• Exercise
Please repeat the lines below exactly. Begin with the line containing "Keypoint guideline: for each instance of the long" and go on through the line containing "Keypoint guideline: for each instance of the green sprout".

• Natural-language object grounding data
○ ○ ○ ○ ○ ○ ○

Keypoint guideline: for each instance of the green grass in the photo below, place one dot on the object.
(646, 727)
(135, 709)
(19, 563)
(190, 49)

○ ○ ○ ○ ○ ○ ○

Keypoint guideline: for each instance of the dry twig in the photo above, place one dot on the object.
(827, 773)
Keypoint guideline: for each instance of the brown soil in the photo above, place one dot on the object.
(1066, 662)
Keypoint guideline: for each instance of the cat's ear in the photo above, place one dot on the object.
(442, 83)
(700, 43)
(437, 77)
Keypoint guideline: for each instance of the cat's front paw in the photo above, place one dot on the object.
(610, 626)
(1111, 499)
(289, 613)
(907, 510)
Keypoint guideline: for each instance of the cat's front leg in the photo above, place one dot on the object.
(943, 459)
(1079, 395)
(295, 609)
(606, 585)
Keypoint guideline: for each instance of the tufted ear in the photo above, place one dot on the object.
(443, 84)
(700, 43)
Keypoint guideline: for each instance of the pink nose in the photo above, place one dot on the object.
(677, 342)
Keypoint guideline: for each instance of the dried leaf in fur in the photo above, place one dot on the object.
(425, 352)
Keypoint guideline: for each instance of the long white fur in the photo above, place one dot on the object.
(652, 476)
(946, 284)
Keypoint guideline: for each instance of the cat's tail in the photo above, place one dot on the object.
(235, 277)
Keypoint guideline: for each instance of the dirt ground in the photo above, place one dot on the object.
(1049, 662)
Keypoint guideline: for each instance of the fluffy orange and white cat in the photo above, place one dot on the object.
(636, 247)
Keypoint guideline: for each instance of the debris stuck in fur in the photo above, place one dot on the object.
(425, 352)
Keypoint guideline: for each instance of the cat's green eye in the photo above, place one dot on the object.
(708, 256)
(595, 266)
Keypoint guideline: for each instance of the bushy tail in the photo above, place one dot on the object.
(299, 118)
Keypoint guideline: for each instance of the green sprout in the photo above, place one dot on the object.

○ ○ ○ ○ ○ ○ ○

• Worked solution
Keypoint guideline: for each instance of the long white fur in the photo above, place one dot on the object.
(652, 476)
(946, 284)
Keypoint guideline: for each instance of the cat's tail in the photo above, place one dot on the object.
(235, 277)
Keypoint guideline: for each instance of the dirt ground in the photo above, place one dot on the object.
(1049, 662)
Keypoint guideline: for each instance of the fluffy orange and white cat in the photo above, place one dot on the object.
(636, 247)
Keypoint guideline: for each instance of the debris stuck in fur in the photo above, place one dot on the object.
(425, 352)
Keypoint guideline: for each instance of the cat's green eye in the photo above, place one dot on the object.
(708, 256)
(595, 266)
Keypoint guideline: for each instance of the bushy tail in the photo above, place one dot on the object.
(299, 118)
Keypoint guideline: for each instance of the green sprout in the photo above, place one dot on the object.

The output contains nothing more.